## Work to be completed
Only one range belongs in the answer: the line holding "Note: mark the horse's eye" through the last line of the records, reproduced as is.

(Excerpts from a dataset)

================

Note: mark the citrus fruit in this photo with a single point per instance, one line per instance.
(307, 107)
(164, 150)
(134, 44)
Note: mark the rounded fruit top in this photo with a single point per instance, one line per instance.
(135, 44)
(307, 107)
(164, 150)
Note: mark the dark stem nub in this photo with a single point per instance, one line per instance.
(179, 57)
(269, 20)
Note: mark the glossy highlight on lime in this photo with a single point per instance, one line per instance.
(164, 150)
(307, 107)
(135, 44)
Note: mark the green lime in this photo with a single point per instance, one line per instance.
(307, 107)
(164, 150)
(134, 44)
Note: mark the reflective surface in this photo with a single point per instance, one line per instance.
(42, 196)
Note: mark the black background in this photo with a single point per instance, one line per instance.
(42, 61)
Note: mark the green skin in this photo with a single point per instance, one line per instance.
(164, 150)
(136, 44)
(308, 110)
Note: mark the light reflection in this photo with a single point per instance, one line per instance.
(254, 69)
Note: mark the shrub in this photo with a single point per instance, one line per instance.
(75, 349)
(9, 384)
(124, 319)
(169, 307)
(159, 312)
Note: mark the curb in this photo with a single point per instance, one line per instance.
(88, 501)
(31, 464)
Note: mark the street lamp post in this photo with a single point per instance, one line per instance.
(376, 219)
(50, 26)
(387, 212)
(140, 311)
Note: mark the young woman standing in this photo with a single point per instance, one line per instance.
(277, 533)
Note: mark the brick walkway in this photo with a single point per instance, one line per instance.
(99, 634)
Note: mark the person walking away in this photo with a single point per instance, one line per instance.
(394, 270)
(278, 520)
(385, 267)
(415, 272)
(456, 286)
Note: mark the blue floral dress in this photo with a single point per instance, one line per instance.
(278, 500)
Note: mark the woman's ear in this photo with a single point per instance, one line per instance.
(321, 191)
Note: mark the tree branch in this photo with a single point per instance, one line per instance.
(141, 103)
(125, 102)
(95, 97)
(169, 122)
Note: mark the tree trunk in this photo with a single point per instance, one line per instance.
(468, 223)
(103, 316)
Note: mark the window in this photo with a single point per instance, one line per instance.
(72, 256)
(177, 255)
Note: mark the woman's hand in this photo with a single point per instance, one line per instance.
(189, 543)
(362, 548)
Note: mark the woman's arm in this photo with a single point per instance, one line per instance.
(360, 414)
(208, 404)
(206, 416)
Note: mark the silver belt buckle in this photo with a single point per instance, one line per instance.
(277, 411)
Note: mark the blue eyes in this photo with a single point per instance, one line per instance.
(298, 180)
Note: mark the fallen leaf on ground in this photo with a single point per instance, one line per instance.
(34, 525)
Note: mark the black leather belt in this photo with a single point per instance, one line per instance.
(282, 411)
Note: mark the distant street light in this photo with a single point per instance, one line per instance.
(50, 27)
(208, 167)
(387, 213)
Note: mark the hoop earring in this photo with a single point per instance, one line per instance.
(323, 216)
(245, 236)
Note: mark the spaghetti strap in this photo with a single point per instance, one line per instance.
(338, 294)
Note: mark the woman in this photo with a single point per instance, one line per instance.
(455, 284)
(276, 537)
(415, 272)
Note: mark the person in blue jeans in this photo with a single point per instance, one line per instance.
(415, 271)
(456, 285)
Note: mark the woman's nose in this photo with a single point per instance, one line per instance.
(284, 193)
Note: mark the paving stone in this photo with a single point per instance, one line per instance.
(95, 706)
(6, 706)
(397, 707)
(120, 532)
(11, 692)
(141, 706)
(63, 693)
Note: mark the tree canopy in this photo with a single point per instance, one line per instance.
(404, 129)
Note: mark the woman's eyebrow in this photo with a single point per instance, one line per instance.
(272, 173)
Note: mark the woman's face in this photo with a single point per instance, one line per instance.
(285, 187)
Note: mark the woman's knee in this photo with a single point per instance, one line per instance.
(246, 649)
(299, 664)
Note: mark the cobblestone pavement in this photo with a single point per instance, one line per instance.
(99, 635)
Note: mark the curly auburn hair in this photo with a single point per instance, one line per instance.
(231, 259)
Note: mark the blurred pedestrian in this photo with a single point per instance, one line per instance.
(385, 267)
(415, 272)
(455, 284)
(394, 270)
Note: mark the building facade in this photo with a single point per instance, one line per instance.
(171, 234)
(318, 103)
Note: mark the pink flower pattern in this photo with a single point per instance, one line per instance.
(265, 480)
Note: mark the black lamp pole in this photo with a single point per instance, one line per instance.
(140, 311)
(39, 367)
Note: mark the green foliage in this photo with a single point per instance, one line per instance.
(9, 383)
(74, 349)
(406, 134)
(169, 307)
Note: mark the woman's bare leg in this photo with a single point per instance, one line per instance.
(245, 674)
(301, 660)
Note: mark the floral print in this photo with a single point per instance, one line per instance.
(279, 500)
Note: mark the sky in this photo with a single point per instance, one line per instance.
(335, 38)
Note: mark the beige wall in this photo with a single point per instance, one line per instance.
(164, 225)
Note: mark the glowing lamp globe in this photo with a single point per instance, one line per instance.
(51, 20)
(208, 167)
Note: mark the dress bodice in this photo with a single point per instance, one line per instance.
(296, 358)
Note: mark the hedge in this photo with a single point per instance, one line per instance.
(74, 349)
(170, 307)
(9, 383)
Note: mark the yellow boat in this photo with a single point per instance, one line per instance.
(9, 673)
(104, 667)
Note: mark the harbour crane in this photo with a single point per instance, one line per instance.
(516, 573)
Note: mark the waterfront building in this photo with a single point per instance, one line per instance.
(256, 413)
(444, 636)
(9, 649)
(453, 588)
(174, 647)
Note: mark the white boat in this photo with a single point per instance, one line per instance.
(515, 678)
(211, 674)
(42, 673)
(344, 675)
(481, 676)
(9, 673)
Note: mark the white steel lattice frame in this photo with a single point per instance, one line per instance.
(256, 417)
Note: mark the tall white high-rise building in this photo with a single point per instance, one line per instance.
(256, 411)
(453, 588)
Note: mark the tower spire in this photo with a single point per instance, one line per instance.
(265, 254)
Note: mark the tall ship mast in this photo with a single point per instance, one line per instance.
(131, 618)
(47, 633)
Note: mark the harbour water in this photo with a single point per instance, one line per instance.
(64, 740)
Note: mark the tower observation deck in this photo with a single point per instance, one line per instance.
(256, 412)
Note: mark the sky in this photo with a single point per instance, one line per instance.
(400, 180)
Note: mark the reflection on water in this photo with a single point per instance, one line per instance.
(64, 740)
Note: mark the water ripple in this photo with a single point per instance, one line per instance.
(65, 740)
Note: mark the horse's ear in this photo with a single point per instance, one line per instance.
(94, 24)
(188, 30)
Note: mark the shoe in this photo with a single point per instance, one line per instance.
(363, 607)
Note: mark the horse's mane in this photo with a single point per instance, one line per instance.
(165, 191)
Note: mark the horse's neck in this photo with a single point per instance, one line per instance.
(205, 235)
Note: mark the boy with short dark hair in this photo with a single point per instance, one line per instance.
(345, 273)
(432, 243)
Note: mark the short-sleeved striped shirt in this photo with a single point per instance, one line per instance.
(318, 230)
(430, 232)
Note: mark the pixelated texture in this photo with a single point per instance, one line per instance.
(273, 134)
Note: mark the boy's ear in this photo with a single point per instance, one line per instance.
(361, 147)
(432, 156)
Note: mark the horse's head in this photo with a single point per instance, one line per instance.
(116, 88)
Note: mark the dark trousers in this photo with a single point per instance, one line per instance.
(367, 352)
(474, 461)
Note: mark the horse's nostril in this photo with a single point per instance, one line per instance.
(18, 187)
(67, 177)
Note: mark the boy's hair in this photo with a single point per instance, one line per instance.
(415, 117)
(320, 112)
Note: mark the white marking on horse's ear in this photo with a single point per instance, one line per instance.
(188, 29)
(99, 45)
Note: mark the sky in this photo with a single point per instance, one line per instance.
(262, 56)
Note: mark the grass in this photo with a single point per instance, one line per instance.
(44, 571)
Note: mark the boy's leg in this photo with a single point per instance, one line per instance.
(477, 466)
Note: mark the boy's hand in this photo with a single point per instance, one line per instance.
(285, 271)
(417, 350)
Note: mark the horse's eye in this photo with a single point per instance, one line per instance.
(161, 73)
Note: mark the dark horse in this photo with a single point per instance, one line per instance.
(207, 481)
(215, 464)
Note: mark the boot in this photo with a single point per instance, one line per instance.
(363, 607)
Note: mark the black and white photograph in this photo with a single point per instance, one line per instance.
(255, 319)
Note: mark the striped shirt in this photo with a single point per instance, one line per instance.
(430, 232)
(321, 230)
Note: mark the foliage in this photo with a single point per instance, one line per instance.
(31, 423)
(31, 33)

================

## Exercise output
Note: mark the horse's eye in this photo with a single point per instance, one line per instance.
(161, 73)
Note: mark the dark horse in this photo with a single point per instance, one line per instance.
(207, 481)
(215, 464)
Note: mark the boot in this photo with a single point per instance, one line per instance.
(363, 607)
Note: mark the black and white photograph in this photo with a single point per instance, one line per instance.
(255, 319)
Note: mark the striped shirt in this photo with a single point per instance, one line per instance.
(430, 232)
(321, 230)
Note: mark the foliage in this photo with a single point per instance, one line per instance.
(31, 423)
(31, 33)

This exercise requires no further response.